- DIRECTIONS
Reproduce, word for word, the passage of the text on the first performance of Lucio Silla that opens with the words "It was first" and closes with "Christian Bach (1776).".

- PAGE
[start]
"Lucio Silla" Is Performed for the First Time
Lucio Silla, K. 135, is an Italian opera in three acts composed by Wolfgang Amadeus Mozart.
The libretto was written by Giovanni de Gamerra.
It was first performed on 26 December 1772 at the Regio Ducal Teatro in Milan.
Other operas with the same title were also composed by Pasquale Anfossi (1774), and Johann Christian Bach (1776).
The text was Lucio Silla, revised by Metastasio from an original by Giovanni de Gamerra. Wolfgang found himself in the familiar routine of composing rapidly while coping with problems such as the late arrival of singers and the withdrawal of the principal tenor due to illness. Leopold reported on 18 December that the tenor had arrived, that Wolfgang was composing his arias at breakneck speed, and that rehearsals were in full swing. The first performance, on 26 December, was chaotic: its start was delayed two hours by the late arrival of Archduke Ferdinand, there were quarrels among the principal performers, and the running time was extended by the insertion of ballets (a common practice of the time), so the performance was not over until two o'clock the following morning. Despite this, subsequent performances were well received. Leopold wrote on 9 January 1773 that the theatre was still full, and that the premiere of the season's second opera, Giovanni Paisiello's Sismano nel Mogul, had been postponed to allow Wolfgang's piece a longer run—26 performances in all.
[end]
- EXTRACTED DATA
[start]
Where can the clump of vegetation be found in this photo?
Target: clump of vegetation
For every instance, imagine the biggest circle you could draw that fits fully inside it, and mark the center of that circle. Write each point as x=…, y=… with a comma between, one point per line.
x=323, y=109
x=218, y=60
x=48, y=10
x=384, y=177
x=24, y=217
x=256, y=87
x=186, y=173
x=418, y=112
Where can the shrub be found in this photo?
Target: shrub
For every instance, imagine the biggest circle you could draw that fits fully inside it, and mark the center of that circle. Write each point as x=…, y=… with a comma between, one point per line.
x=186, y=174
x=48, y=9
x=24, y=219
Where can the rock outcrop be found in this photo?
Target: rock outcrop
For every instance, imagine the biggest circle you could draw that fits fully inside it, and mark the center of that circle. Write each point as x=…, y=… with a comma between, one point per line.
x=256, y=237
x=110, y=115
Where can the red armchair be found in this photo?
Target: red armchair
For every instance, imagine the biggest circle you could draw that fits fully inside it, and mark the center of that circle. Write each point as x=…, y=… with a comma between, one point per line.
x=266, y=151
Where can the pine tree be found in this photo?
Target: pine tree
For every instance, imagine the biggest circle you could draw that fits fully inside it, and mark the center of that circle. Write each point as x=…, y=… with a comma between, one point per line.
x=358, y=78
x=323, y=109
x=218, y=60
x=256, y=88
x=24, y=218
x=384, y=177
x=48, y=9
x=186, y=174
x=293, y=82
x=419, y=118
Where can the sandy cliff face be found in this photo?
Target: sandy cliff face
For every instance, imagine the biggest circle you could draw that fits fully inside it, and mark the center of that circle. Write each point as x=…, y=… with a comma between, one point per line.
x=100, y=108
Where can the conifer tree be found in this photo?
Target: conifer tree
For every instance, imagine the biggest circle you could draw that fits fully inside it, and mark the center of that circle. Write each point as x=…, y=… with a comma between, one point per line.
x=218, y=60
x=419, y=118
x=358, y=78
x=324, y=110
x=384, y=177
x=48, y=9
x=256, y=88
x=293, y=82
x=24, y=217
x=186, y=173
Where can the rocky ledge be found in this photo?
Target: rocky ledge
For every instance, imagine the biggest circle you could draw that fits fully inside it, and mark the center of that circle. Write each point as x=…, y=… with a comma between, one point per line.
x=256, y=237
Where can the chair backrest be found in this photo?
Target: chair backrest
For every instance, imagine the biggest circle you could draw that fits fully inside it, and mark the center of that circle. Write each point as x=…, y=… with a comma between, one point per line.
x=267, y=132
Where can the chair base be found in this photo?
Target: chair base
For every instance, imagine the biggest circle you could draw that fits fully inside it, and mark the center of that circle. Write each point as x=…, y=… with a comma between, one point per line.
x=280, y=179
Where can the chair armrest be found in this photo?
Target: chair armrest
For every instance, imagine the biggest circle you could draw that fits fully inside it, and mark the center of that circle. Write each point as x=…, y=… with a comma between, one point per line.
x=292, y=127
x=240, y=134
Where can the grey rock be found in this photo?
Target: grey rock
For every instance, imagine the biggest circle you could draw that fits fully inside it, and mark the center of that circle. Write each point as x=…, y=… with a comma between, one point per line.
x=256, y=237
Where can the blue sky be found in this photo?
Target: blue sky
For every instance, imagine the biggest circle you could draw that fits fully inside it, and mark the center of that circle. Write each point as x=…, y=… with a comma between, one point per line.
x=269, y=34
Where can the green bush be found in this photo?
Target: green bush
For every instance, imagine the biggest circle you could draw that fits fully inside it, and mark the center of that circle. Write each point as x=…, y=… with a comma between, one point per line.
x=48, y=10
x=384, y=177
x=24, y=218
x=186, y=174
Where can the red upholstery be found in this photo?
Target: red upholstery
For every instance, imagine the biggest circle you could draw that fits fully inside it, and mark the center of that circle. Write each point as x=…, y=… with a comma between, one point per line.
[end]
- TASK OUTPUT
It was first performed on 26 December 1772 at the Regio Ducal Teatro in Milan.
Other operas with the same title were also composed by Pasquale Anfossi (1774), and Johann Christian Bach (1776).